DATA LINES:
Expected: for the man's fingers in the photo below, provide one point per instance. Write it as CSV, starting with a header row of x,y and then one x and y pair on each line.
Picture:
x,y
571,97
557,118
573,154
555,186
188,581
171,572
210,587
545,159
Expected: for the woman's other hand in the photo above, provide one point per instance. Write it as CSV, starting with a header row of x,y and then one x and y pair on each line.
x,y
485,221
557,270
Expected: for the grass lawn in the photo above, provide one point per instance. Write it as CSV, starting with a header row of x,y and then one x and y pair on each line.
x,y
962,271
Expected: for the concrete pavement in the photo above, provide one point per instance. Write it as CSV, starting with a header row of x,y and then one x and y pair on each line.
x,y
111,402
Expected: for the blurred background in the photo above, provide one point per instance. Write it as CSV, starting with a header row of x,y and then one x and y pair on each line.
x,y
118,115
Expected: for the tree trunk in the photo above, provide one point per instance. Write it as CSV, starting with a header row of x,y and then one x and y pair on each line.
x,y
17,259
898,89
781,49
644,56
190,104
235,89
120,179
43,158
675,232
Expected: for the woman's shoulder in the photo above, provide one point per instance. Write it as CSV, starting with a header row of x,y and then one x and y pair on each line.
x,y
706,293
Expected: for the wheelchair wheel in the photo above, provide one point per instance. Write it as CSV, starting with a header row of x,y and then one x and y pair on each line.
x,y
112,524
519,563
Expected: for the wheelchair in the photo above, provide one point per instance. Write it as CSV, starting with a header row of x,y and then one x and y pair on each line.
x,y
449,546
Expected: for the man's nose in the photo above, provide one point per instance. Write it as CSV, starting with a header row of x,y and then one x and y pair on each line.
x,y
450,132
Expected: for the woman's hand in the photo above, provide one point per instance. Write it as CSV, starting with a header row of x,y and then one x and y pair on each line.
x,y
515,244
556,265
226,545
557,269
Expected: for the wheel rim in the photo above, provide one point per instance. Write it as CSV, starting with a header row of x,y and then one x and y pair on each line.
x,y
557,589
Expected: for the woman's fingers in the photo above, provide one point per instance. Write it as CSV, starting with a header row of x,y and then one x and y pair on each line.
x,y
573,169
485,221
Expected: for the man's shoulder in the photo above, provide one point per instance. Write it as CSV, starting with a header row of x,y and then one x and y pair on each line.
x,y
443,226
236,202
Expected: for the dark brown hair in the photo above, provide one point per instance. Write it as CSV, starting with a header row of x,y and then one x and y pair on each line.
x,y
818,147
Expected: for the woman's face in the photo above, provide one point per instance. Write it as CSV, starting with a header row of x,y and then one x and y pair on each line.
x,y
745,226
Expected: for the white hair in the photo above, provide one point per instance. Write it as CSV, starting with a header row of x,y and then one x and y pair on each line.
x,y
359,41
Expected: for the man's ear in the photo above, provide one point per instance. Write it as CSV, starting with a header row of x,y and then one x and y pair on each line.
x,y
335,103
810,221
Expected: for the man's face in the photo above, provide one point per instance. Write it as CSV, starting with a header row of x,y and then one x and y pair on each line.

INSTRUCTION: Turn everything from the line containing "Expected: for the woman's face" down to the end of the entries into a JSON list of strings, with one string per line and no blank lines.

COMPLETE OUTPUT:
[
  "Expected: for the woman's face in the photo above, provide one point per instance. Write it as CSV, starting with a header row of x,y and then one x and y pair on each line.",
  "x,y",
  "745,226",
  "Expected: for the white hair in the photo above, provide one point per instance. Write it as CSV, starting with a header row of x,y and then one x and y pair on each line.",
  "x,y",
  "359,41",
  "Expected: for the man's ear in the photo above, provide one point per instance. Write it as CSV, starting with a header row of x,y and then one x and y pair on each line.",
  "x,y",
  "335,103",
  "810,221",
  "Expected: for the man's face in the photo above, provide one point per instance. Write it as CSV, starting with a header row of x,y and then one x and y pair on each line."
]